* [TO DO] Images embedded in the records are excluded; print everything else exactly as given.

* [MATERIAL FOR THIS EXERCISE]
>> START
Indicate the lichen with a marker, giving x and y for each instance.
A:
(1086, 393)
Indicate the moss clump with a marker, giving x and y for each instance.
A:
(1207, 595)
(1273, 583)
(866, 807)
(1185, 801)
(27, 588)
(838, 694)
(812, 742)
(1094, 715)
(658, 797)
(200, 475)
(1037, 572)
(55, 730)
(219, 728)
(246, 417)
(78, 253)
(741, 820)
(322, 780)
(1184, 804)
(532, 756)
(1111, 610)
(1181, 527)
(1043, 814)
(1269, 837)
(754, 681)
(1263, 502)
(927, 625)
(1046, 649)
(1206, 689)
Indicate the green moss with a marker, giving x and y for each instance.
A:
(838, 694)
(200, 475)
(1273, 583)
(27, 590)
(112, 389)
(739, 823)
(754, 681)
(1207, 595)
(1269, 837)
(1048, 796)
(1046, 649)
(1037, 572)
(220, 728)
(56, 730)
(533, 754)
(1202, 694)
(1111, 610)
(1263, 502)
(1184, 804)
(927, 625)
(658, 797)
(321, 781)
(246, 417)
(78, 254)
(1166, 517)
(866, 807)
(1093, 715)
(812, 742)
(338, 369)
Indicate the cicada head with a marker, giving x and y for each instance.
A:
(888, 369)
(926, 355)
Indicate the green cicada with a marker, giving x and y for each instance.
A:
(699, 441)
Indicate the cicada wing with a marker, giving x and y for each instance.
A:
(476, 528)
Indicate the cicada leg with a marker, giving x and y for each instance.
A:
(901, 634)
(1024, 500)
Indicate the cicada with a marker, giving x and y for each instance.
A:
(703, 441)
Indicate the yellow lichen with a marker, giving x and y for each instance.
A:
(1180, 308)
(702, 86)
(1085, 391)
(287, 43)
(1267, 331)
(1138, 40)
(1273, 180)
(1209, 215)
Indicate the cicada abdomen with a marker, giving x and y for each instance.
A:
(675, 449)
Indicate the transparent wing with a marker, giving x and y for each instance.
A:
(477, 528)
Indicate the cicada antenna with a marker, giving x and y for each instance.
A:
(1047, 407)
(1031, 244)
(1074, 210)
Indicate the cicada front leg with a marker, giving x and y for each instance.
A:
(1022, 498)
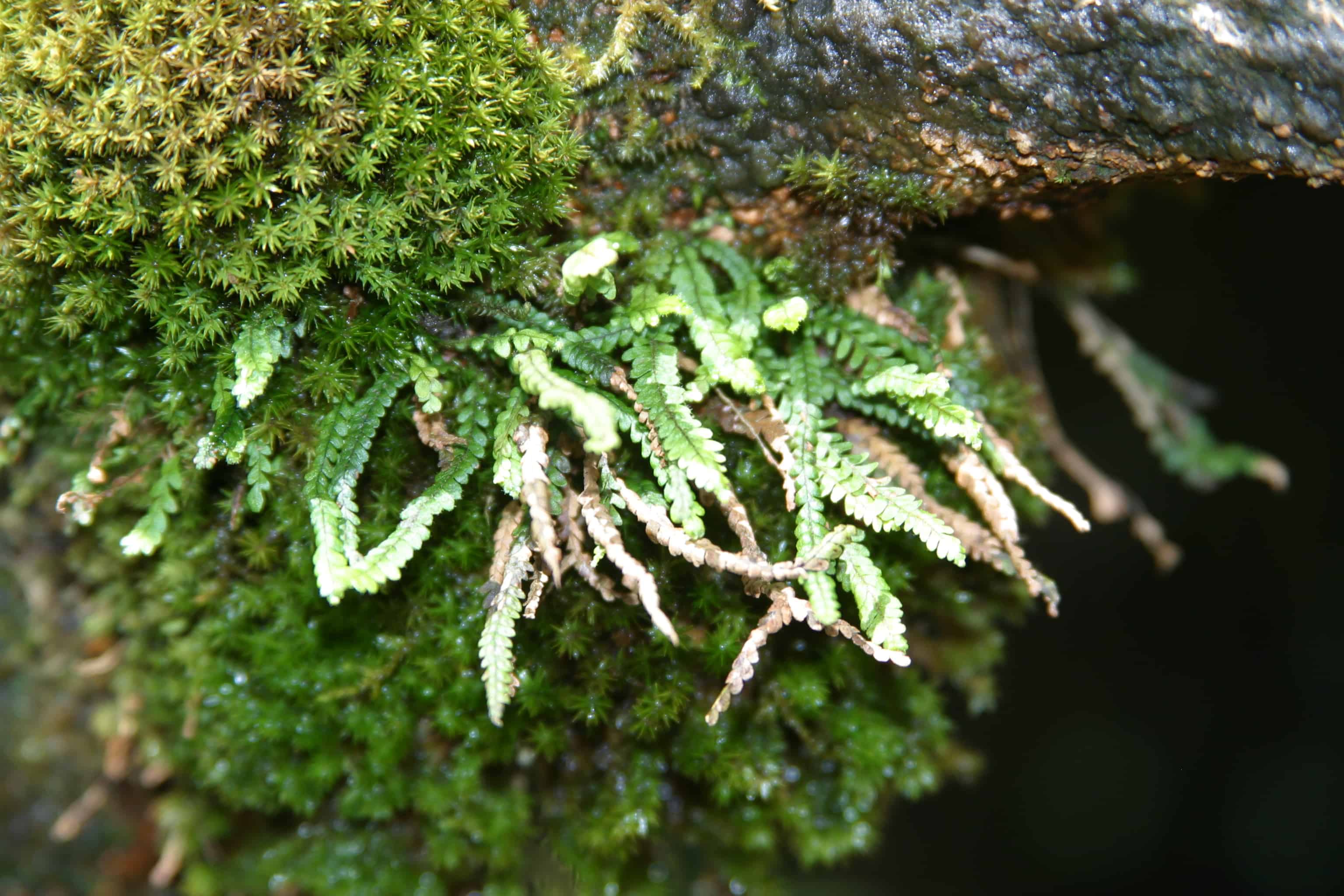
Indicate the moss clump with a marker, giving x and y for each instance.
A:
(183, 161)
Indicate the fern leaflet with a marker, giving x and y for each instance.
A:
(804, 418)
(556, 393)
(724, 354)
(262, 340)
(878, 504)
(879, 610)
(148, 534)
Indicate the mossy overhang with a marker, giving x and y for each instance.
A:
(1010, 101)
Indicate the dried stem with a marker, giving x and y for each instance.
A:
(74, 819)
(635, 575)
(873, 303)
(988, 494)
(744, 667)
(537, 494)
(1016, 471)
(702, 553)
(577, 556)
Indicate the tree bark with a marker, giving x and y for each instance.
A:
(999, 102)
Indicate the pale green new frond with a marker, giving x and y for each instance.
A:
(905, 381)
(879, 610)
(589, 269)
(262, 340)
(429, 388)
(225, 440)
(691, 455)
(648, 307)
(724, 354)
(686, 441)
(875, 501)
(787, 315)
(497, 644)
(342, 453)
(945, 418)
(336, 560)
(514, 340)
(386, 560)
(260, 468)
(804, 417)
(148, 534)
(508, 460)
(556, 393)
(330, 565)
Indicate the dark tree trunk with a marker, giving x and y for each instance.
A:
(995, 102)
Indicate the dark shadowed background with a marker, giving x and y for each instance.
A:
(1182, 730)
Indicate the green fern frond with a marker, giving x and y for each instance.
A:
(429, 387)
(514, 340)
(875, 501)
(148, 534)
(879, 610)
(262, 340)
(905, 381)
(497, 643)
(508, 461)
(340, 457)
(724, 354)
(261, 466)
(803, 413)
(686, 441)
(945, 418)
(556, 393)
(648, 307)
(691, 455)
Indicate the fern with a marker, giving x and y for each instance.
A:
(148, 534)
(874, 501)
(724, 354)
(338, 462)
(879, 610)
(508, 461)
(262, 340)
(261, 466)
(903, 382)
(686, 441)
(648, 307)
(514, 340)
(588, 270)
(429, 388)
(945, 418)
(691, 456)
(591, 348)
(787, 315)
(497, 644)
(556, 393)
(811, 528)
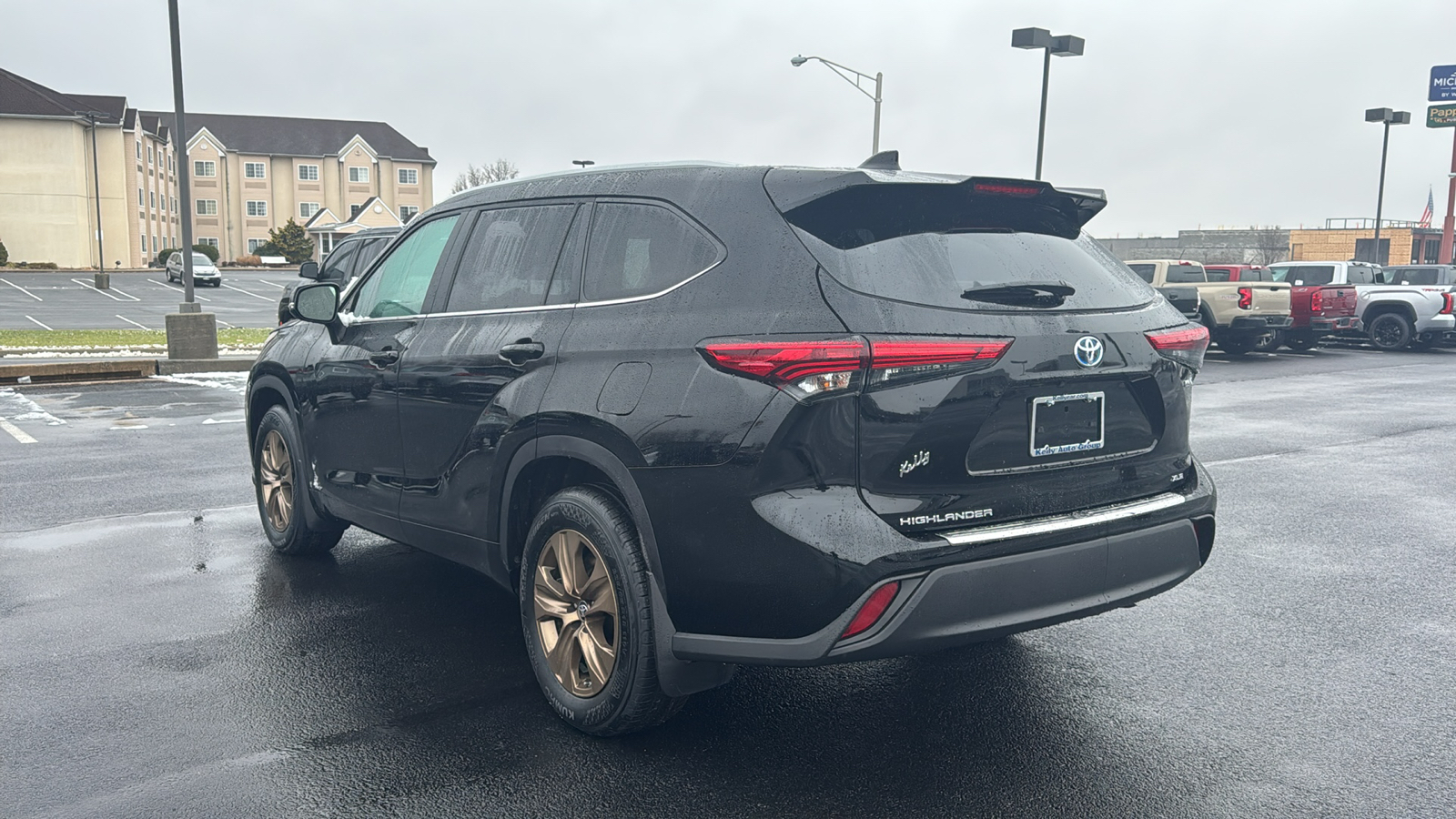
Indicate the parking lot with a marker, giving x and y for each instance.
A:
>> END
* [ANSWER]
Indicate the lichen with a marker, giving x and y for each instance.
A:
(1086, 393)
Indicate the moss clump with a marker, giving x and y for each instance.
A:
(1207, 595)
(1273, 583)
(866, 807)
(1185, 801)
(27, 588)
(838, 694)
(812, 742)
(1094, 715)
(658, 797)
(200, 475)
(1037, 572)
(55, 730)
(219, 728)
(246, 417)
(78, 253)
(741, 820)
(322, 780)
(1184, 804)
(532, 756)
(1111, 610)
(1181, 527)
(1043, 814)
(1269, 837)
(754, 681)
(1263, 502)
(927, 625)
(1046, 649)
(1206, 689)
Indicate the green moss with a marker, giving x and y for each instance.
A:
(838, 694)
(200, 475)
(1273, 583)
(27, 590)
(112, 389)
(739, 823)
(754, 681)
(1207, 595)
(1269, 837)
(1048, 796)
(1046, 649)
(1037, 572)
(220, 728)
(56, 730)
(533, 754)
(1202, 694)
(1111, 610)
(1263, 502)
(1184, 804)
(927, 625)
(658, 797)
(321, 781)
(246, 417)
(78, 254)
(1166, 517)
(866, 807)
(1093, 715)
(812, 742)
(338, 369)
Indicate the cicada head with a marker, giving x and y for each instance.
A:
(888, 369)
(926, 355)
Indicate the green cicada with a marker, giving x and y for each instance.
A:
(699, 441)
Indicate the cicada wing with a marker, giving x and y for each instance.
A:
(476, 528)
Indicate the cicada leg with a marker, giving x and y for each instance.
A:
(901, 634)
(1024, 500)
Indicate the cicada with a marker, giving x and y for each instance.
A:
(703, 441)
Indicate the yellow lichen with a marker, giving x and y for each instance.
A:
(1180, 308)
(702, 86)
(1085, 391)
(287, 43)
(1267, 331)
(1138, 40)
(1273, 180)
(1209, 215)
Indicate the cicada abdomen with a marker, giving x and y for each instance.
A:
(675, 449)
Indicate the transparent wing with a marker, giving x and y for each instance.
A:
(477, 528)
Indicate the cicada antenna with a marker, giving x and y for each instance.
A:
(1047, 407)
(1031, 244)
(1074, 210)
Indicate the cicada front leg with a marker, giving x and y for each instance.
A:
(1022, 498)
Indicate the moss clump with a marker, giving x and y for each instance.
A:
(183, 161)
Indicate the fern leaflet with a marker, giving x and y for each instance.
A:
(804, 418)
(556, 393)
(724, 354)
(262, 340)
(878, 504)
(879, 610)
(148, 534)
Indicate the mossy overhang with a marker, giving x and y for each instance.
A:
(1010, 101)
Indicate the dried stem with a marker, giving x and y for each instance.
A:
(74, 819)
(635, 575)
(873, 303)
(988, 494)
(744, 667)
(537, 494)
(1016, 471)
(702, 553)
(577, 556)
Indicate the tree bark with a marker, giving x and y for each instance.
A:
(999, 102)
Indicate the pale green new frond with a marker, giving x and y for each instance.
A:
(905, 381)
(879, 610)
(589, 269)
(262, 340)
(429, 388)
(225, 440)
(691, 455)
(648, 307)
(724, 354)
(686, 441)
(875, 501)
(787, 315)
(497, 644)
(342, 453)
(945, 418)
(336, 560)
(514, 340)
(386, 560)
(260, 468)
(804, 417)
(148, 534)
(508, 460)
(556, 393)
(330, 565)
Indicate the dark tree trunk with a marker, giving x and y for each instance.
A:
(995, 102)
Indicate the dark shadowed background with a marker, giving x and y for each instance.
A:
(1182, 730)
Indicate the green fern frond with a marker, giving x and y for each instance.
A:
(429, 387)
(514, 340)
(875, 501)
(148, 534)
(879, 610)
(262, 340)
(905, 381)
(497, 643)
(508, 461)
(340, 457)
(724, 354)
(261, 466)
(803, 413)
(686, 441)
(945, 418)
(556, 393)
(648, 307)
(691, 455)
Indicate the fern with a marker, giving x and y for each instance.
A:
(148, 534)
(874, 501)
(724, 354)
(338, 462)
(879, 610)
(508, 461)
(262, 340)
(261, 466)
(903, 382)
(686, 441)
(648, 307)
(514, 340)
(588, 270)
(429, 388)
(945, 418)
(691, 456)
(591, 348)
(787, 315)
(497, 644)
(556, 393)
(811, 528)
Indicate the parking lot with a marker, giving x and y for each instance.
A:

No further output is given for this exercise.